_PROBLEM DESCRIPTION_
Leave the pictures out and transcribe every record exactly.

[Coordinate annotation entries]

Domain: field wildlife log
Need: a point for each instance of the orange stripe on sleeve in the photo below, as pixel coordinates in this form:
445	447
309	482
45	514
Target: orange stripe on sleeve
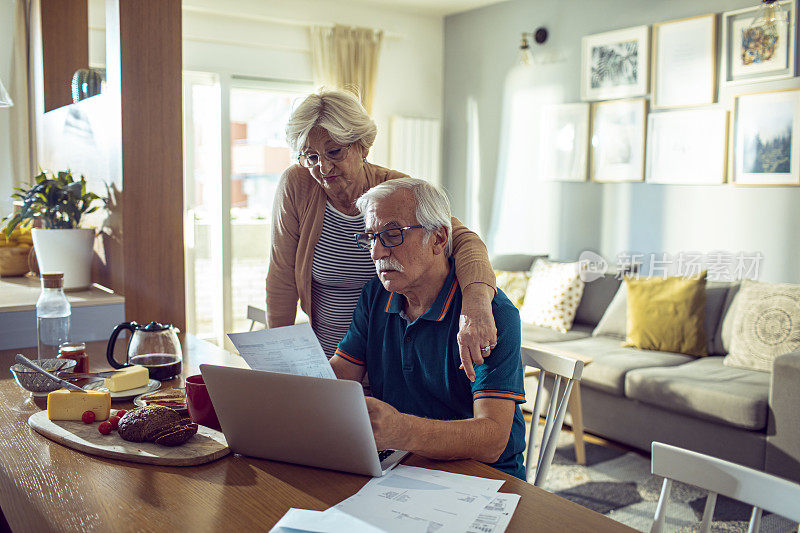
506	395
349	358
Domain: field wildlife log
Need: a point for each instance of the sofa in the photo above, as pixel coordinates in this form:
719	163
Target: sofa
639	396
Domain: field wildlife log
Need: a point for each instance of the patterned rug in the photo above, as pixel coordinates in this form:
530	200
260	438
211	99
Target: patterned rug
618	484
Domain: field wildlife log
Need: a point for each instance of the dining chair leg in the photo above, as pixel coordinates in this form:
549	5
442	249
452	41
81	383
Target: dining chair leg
576	411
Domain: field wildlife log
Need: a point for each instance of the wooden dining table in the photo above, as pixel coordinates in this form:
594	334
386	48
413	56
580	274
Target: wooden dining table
45	486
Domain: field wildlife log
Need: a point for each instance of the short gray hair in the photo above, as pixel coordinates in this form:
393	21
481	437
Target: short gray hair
433	207
338	112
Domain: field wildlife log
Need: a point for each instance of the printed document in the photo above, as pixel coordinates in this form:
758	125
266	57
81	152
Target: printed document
288	350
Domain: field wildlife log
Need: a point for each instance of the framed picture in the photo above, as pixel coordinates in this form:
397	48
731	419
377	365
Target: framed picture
615	64
565	156
618	136
687	147
766	140
749	57
684	62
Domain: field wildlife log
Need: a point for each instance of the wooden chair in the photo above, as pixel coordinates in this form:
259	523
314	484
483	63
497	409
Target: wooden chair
761	490
563	369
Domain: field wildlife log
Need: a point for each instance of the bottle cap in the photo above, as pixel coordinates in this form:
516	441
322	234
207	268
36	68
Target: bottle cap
53	280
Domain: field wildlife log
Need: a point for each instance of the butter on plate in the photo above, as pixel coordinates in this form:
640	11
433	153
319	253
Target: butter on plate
64	404
130	377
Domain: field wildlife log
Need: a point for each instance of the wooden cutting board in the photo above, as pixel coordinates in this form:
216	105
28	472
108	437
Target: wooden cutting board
206	446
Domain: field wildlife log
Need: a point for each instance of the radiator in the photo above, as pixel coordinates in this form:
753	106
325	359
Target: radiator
415	147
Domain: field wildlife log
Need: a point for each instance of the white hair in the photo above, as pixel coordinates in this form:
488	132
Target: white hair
433	207
338	112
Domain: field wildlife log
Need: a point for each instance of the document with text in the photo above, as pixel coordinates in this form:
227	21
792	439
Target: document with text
288	350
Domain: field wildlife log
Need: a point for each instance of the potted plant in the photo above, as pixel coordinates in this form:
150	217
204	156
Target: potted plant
56	203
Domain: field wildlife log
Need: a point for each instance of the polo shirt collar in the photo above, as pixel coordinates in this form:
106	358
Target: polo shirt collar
438	310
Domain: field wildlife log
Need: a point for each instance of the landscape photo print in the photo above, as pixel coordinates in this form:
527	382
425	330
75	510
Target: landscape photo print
767	143
615	64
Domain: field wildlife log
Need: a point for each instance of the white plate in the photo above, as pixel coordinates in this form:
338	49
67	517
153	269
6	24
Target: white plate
152	385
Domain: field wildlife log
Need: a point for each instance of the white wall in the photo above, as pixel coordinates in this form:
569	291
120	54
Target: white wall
409	72
7	180
563	219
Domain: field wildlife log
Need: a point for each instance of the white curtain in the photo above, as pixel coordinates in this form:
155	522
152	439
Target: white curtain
22	122
344	57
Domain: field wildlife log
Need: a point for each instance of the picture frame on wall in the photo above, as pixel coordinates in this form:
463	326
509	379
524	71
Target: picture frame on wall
565	156
766	138
615	64
746	59
687	147
618	140
684	62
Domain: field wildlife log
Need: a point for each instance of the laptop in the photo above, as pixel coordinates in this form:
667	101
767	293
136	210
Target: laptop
297	419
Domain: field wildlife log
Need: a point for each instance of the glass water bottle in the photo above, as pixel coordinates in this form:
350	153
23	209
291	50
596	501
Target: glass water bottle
52	316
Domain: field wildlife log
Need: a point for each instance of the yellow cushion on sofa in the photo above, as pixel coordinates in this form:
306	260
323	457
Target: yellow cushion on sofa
667	314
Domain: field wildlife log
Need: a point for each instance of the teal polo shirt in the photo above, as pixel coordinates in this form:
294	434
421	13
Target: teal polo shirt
415	366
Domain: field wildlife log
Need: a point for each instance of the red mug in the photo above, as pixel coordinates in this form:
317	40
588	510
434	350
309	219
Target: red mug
201	410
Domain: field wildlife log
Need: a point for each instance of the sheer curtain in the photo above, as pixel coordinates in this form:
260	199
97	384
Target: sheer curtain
22	124
344	57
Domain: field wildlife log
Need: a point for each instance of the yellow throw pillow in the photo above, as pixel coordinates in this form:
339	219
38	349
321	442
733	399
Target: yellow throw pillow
667	314
513	284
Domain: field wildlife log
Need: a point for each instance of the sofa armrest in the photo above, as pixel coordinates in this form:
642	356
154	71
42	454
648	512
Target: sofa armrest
783	426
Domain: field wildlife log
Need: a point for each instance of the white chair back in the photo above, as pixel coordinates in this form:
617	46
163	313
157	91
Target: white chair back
563	369
762	491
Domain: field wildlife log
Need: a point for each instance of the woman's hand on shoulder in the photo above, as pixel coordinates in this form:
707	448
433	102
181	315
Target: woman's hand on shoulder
477	329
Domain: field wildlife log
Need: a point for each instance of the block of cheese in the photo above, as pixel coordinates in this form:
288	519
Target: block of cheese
64	404
130	377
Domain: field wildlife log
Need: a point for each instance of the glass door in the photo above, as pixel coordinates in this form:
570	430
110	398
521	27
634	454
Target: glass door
235	153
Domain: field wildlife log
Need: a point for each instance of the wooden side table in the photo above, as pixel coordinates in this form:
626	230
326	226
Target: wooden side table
574	404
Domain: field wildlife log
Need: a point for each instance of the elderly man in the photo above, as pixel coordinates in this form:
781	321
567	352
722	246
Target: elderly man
403	335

_COMPLETE ANSWER_
Domain: field wildlife log
Need: a point for each instance of the orange stripe on sleeve in the photo below, as pixel coordinates in this form:
445	447
309	482
45	514
Target: orange stripe on sleeve
506	395
349	358
Domain: field wildlife log
Need: a point for each instance of the sofa in the photo above, as pixel coordinates in this form:
719	163
Target: sofa
639	396
Domain: field wildlife log
Need: a point for each instance of the patterned rug in the photo above, as pixel coordinates in this form:
530	200
260	438
211	99
Target: patterned rug
618	484
Domain: field wildlife log
Need: a point for each instance of the dining chair leg in the photo above, as pixel coordinates in this form:
549	5
442	249
452	41
81	383
Target: dining chair leg
576	411
Domain: field wildlife log
Need: a point for each instance of the wooden dining table in the photo above, as pixel coordinates in this form:
594	334
386	48
413	56
580	274
Target: wooden dining table
45	486
Domain: field wildlife log
Need: a point for each instance of the short gray hair in the photo above, as pixel coordinates in this form:
393	21
481	437
Target: short gray hair
433	207
338	112
Domain: field wildlife log
Need: a point for each instance of the printed document in the photo above, as pixel coordinates in this form:
758	125
266	57
81	152
Target: printed document
288	350
Domain: field wildlife log
Need: a point for each instance of the framed picture in the photo above, as pixel coordinates in this form:
397	48
731	419
377	365
Target: framed picture
615	64
565	156
618	136
687	147
766	140
749	57
684	62
Domain: field wildlife log
Need: a point for each instance of the wooden chair in the photo above, as pixel coordinates in this form:
259	523
314	484
483	63
497	409
Target: wooden chair
761	490
563	369
Domain: field wildlife log
Need: a point for each instance of the bottle cap in the photo above, as pixel coordinates in this form:
516	441
322	234
207	268
36	68
Target: bottle cap
53	280
Domain: field wildlife log
Need: a point for each instance of the butter on plate in the photo above, as pixel coordinates in this form:
640	11
433	153
319	253
Target: butter on plate
64	404
130	377
Domain: field wildlife log
Need: a point for each instance of the wooden cutting board in the photo above, as pixel coordinates in this form:
216	105
28	472
108	437
Target: wooden cutting board
206	446
Domain: field wildlife log
Need: a point for each instance of the radiator in the photo above, as pixel coordinates in this form:
753	106
325	359
Target: radiator
415	147
Domain: field wildlife log
Need: a point for each instance of the white hair in the photo above, as pixel coordinates in this form:
488	132
Target: white hair
433	207
338	112
Domain: field wildlife log
Need: a point for each instance of the document with text in the photo above, as pixel coordinates in this form:
227	21
792	439
Target: document with text
288	350
Domain: field wildlife log
Need: a point for each instance of the potted plant in the photo above, as pixel coordinates in this form:
150	217
204	156
Target: potted plant
56	203
Domain: field wildlife log
Need: a point for each instance of the polo shirt collar in the photo above, as pixel coordinates in this form:
106	358
Target: polo shirt collar
438	310
Domain: field wildlife log
Need: a point for each instance of the landscape photo print in the photo above, as pixel coordinates in this form:
527	382
425	330
75	510
Target: landscape photo print
767	143
615	64
Domain: field wildlife log
Need: a point for each instance of the white plate in the photo above, as pixel coordinates in this form:
338	49
67	517
153	269
6	24
Target: white plate
152	385
Domain: field wildlife log
Need: a point for each instance of the white wall in the photo above, as pixel coordinates in this form:
569	291
120	54
Target: white wall
409	72
7	180
563	219
Domain: field wildlife log
Need: a point for each instance of the white curtain in the photo above, as pixel coordinates in this form:
155	522
152	439
Target: white curtain
22	122
344	57
Domain: field wildlife log
Need: a point for each instance of the picture frame on wall in the photo above, as pixel coordinates in this form:
463	326
509	379
524	71
Target: picture frame on wall
565	156
766	138
615	64
746	59
687	147
618	140
684	62
Domain: field wildlife log
Need: a point for each instance of the laptop in the photo above, as pixel coordinates in this form:
667	101
767	293
136	210
Target: laptop
297	419
Domain: field wildlife log
Need: a point for each instance of the glass water bottle in the photo above, as pixel coordinates in this form:
350	153
23	209
291	50
596	501
Target: glass water bottle
52	316
Domain: field wildlife log
Need: a point for each instance of the yellow cushion on sofa in the photo above, as pixel coordinates in this form:
306	260
323	457
Target: yellow cushion on sofa
667	314
Domain: field wildlife log
Need: a point for each instance of the teal polo shirt in the photo above, as pixel coordinates in this form:
294	434
421	13
Target: teal polo shirt
415	366
Domain: field wildlife log
Need: a point for each instance of the red mug in the photo above, as pixel coordinates in this form:
317	40
588	510
434	350
309	219
Target: red mug
201	410
Domain: field wildlife log
Need: a point for each instance of the sheer curtain in the photo above, as pixel coordinates in this form:
260	199
97	384
Target: sheer curtain
22	124
344	57
Domain: field wildlife log
Need: a point for each instance of the yellow throw pillow in the photo above, as pixel coordinates in this form:
339	219
38	349
321	442
733	399
Target: yellow throw pillow
667	314
513	284
Domain: field wildlife log
Need: a point for each instance of the sofa armrest in the photo above, as pixel coordinates in this form:
642	356
154	71
42	454
648	512
Target: sofa armrest
783	426
Domain: field wildlife log
Need: a point for each instance of the white chair back in the photo above, as pixel coordinates in this form:
617	46
163	313
157	91
Target: white chair back
563	369
762	491
Domain: field wildlife log
Need: a point for each instance of the woman's hand on shoulder in the photo above, as pixel coordinates in this form:
707	448
433	102
181	315
Target: woman's hand on shoulder
477	329
Domain: field wildlife log
Need: a point for each instance of the block of cheese in the photo above, as pixel coordinates in this form:
288	519
Target: block of cheese
64	404
130	377
Domain: field wildlife log
Need: a point for each instance of the glass door in the photo above, as pixel coordinates in this form:
570	430
110	398
521	27
634	454
Target: glass door
235	153
Domain: field wildlife log
Need: a point for each instance of the wooden side table in the photo above, as pixel coordinates in this form:
626	230
326	226
Target: wooden side table
574	404
Domain: field wildlife log
Need: a point for each instance of the elderly man in the photo above, as pixel coordinates in this form:
781	321
567	352
722	246
Target: elderly man
403	335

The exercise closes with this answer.